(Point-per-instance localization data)
***
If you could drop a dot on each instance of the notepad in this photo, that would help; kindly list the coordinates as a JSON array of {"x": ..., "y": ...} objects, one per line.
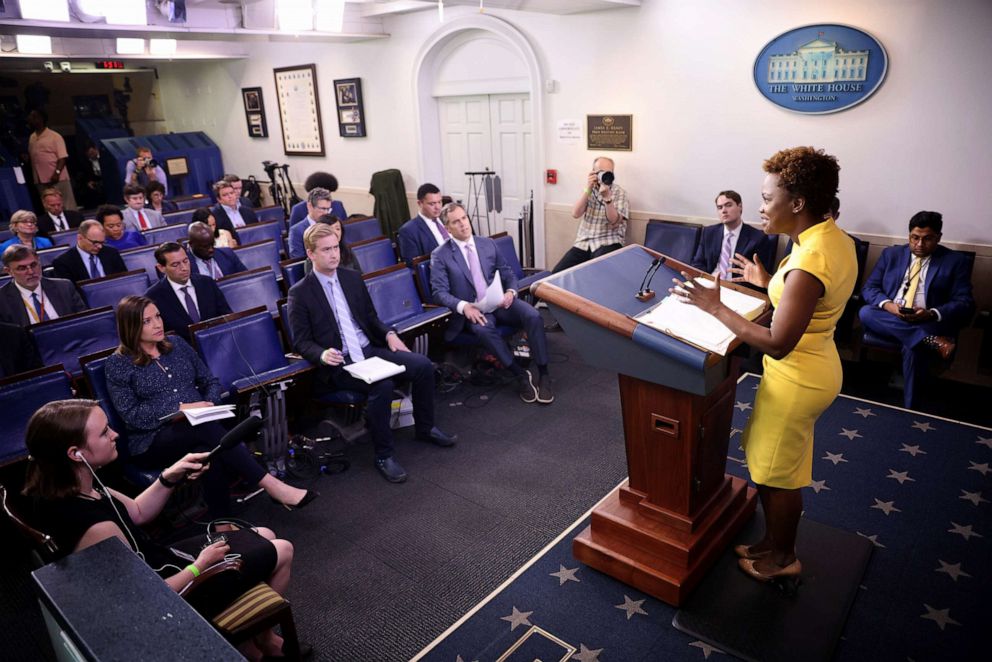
[
  {"x": 696, "y": 327},
  {"x": 373, "y": 369}
]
***
**REQUIREMENT**
Write down all the entries exactly, but not the pictures they hold.

**THE ANSWER**
If you could drop a dot on each instance of the notepad in this photo, that would help; kindly list the coordinates as a JSON array of {"x": ..., "y": ...} objects, one per line.
[
  {"x": 696, "y": 327},
  {"x": 373, "y": 369}
]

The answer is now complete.